Copy the lines from the one containing "Question. Locate the red" through the end of the lines, changing "Locate" to "Find" and leaving everything else the same.

:: Stored records ::

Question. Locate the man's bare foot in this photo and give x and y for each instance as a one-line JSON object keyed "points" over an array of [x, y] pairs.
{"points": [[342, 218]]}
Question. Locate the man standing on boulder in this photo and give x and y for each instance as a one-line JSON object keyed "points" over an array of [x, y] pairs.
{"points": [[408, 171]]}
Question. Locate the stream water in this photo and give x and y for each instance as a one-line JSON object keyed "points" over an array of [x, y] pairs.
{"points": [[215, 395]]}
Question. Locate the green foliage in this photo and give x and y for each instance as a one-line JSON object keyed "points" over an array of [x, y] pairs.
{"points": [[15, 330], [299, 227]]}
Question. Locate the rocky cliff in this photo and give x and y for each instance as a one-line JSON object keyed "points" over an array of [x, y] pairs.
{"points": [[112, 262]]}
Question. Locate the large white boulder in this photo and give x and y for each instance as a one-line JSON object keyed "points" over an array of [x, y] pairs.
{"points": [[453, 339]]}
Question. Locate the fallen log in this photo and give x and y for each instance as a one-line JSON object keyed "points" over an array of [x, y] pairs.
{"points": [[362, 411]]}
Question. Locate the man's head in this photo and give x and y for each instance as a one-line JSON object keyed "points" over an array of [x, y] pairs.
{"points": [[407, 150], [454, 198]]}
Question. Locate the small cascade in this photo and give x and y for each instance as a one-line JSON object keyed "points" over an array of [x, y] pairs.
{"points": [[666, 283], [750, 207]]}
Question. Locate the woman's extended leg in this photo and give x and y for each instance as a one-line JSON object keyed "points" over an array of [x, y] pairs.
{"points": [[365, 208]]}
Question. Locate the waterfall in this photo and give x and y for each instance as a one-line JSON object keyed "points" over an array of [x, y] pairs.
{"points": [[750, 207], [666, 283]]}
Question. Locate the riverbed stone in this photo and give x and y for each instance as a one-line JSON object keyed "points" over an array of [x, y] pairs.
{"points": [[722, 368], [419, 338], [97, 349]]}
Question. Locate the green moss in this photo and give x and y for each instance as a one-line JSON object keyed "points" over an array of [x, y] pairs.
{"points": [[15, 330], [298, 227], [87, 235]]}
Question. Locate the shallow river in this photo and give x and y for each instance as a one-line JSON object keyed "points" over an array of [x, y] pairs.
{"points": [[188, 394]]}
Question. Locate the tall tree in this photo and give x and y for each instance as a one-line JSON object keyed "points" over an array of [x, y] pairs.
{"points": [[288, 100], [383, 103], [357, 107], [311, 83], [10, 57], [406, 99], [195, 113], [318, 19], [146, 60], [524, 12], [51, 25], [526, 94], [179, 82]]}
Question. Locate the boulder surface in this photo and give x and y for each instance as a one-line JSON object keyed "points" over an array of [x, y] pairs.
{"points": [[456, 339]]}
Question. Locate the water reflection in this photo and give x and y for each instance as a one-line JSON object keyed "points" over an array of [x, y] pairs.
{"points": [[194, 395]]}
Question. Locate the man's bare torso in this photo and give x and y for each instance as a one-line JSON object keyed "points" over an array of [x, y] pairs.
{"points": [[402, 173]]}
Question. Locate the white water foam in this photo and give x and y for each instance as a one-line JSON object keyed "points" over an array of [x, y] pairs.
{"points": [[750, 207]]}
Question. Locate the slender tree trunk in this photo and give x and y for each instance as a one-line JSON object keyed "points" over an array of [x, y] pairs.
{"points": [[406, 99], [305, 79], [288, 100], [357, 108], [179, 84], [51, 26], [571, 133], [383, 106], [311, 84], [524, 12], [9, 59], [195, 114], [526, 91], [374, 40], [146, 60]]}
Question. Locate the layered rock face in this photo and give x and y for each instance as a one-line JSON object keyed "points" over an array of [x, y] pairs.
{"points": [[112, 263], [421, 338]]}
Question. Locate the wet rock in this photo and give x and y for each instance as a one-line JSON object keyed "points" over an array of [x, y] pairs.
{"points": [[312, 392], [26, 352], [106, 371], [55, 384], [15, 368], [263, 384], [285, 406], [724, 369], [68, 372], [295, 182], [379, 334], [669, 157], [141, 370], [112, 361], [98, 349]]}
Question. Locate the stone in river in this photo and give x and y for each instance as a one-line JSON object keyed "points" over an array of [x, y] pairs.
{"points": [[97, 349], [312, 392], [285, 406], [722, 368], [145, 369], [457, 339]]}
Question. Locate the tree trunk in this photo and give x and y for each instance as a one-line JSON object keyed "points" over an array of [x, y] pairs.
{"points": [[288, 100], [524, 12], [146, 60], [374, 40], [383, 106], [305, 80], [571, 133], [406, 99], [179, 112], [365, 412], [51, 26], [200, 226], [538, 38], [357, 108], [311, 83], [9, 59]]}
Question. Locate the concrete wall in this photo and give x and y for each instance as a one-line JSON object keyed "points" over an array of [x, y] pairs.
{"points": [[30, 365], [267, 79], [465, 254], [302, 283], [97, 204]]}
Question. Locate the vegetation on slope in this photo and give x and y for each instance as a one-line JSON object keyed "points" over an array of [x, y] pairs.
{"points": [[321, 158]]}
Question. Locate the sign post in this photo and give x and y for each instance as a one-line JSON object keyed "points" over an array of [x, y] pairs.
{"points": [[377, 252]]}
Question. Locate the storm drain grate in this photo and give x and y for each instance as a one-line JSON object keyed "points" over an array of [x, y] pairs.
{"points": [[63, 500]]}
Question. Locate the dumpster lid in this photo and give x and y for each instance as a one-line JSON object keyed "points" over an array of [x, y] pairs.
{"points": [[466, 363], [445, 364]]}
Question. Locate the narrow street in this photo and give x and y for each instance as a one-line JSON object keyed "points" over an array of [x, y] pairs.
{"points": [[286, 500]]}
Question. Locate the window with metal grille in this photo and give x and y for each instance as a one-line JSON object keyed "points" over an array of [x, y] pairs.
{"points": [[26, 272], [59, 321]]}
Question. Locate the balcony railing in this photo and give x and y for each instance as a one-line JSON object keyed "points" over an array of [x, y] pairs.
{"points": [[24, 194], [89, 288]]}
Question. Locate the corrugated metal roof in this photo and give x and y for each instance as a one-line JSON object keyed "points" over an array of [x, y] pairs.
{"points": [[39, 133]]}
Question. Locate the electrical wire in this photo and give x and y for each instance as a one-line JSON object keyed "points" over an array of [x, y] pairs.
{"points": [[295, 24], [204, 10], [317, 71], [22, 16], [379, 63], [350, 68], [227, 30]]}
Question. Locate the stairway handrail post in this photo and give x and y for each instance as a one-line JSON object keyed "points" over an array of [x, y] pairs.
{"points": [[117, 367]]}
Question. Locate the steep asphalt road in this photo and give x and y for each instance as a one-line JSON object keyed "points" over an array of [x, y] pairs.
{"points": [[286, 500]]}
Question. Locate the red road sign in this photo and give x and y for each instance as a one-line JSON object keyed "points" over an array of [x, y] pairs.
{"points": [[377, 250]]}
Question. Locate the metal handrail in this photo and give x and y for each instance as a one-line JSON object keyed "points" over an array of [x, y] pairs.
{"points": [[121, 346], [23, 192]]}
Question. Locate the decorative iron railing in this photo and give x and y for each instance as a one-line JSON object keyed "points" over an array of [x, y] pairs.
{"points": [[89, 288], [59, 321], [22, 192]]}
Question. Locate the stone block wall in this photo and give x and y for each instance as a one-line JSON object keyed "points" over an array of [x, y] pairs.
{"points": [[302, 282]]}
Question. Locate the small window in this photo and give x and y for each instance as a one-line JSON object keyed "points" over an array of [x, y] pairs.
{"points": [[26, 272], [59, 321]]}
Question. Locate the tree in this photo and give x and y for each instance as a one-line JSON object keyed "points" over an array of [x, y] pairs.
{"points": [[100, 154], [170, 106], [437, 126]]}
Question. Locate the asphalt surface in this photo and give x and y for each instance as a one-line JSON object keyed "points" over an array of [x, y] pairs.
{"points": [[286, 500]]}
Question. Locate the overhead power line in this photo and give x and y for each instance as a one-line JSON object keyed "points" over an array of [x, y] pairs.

:::

→ **Result of the task**
Question. Find the red road sign in this photo and give x and y for each instance as a one-line JSON object keyed "points" over an array of [x, y] pairs.
{"points": [[377, 250]]}
Question. Find the metal handrail in this photo and give x and y for each instance as a one-line JSON object keyed "points" over an array of [x, y] pairs.
{"points": [[121, 346], [23, 192]]}
Question. Find the decorative iron railing in this photo and give x and y for each instance as a one-line JSON object keyed "points" over an array of [x, y] pairs.
{"points": [[89, 288], [59, 321], [22, 192]]}
Question. Find the stone block wall in this photo and give x and y for each instance as a one-line JSON object keyed "points" over an array of [x, y] pairs.
{"points": [[302, 282]]}
Question. Find the small window in this photo and give x and y for each instance as a one-line JSON object keyed "points" over an array of [x, y] pairs.
{"points": [[26, 272], [59, 321]]}
Question. Find the tree in this photo and give x and y for each instance as a one-line JSON object keyed "points" over an array of [x, y] pairs.
{"points": [[100, 154], [170, 106], [437, 126]]}
Question. Find the asphalt surface in this photo and give x and y for each instance as a one-line JSON object keyed "points" over an array of [x, y] pairs.
{"points": [[286, 500]]}
Question. Find the overhead power line in this photo and give x and y for each instance as a one-line JSON object keyed "points" over an array of [x, y] pairs.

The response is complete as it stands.